[Start of Information shown]

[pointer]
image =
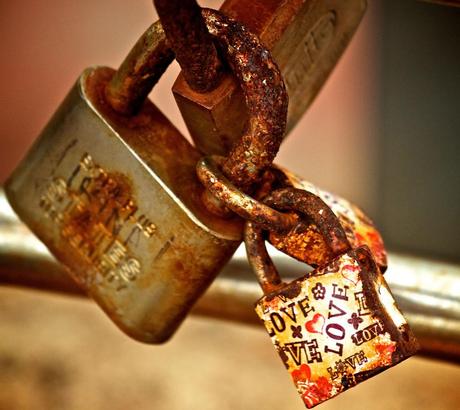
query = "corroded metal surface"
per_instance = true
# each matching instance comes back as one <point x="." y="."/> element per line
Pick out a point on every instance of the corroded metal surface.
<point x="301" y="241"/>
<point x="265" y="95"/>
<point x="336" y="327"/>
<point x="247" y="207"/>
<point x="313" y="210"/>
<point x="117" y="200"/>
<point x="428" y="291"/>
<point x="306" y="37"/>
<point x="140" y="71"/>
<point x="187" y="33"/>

[End of Information shown]
[Start of Information shown]

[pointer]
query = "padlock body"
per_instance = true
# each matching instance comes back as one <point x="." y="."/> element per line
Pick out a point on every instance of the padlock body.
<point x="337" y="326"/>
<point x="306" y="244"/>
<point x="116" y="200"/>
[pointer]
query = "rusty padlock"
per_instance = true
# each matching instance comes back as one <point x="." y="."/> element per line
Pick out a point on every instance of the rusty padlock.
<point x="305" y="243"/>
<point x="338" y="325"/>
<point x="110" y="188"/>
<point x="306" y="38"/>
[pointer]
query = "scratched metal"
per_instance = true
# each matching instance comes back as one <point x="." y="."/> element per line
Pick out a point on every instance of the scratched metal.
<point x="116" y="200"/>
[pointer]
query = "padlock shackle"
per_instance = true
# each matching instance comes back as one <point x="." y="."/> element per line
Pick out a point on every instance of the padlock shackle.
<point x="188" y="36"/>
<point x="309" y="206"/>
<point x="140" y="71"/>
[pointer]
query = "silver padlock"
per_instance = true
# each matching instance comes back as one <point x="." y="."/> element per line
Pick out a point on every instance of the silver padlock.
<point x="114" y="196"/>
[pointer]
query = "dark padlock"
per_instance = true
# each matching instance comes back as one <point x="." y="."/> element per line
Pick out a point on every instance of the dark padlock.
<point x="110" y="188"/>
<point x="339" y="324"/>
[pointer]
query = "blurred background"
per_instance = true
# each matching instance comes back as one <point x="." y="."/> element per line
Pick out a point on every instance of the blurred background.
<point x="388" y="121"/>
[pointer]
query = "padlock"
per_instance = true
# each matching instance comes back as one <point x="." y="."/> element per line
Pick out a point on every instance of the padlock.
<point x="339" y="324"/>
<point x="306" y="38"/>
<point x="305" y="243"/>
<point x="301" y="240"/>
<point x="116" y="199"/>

[End of Information shown]
[Start of Information shown]

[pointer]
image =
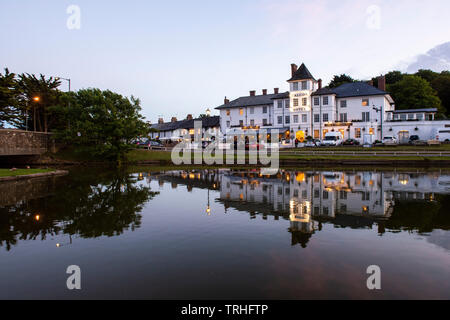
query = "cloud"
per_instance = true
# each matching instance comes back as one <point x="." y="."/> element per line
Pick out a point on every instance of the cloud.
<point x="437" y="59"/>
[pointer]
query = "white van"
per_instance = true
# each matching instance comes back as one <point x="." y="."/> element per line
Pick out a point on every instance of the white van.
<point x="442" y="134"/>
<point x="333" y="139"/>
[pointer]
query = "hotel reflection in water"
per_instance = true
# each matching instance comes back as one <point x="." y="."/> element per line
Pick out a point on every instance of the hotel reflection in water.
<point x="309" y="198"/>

[End of Information shown]

### Exercise instructions
Show every line of the records above that contains the word "surface".

### Reply to the exercise
query = "corroded metal surface"
Pick out a point on every instance of the corroded metal surface.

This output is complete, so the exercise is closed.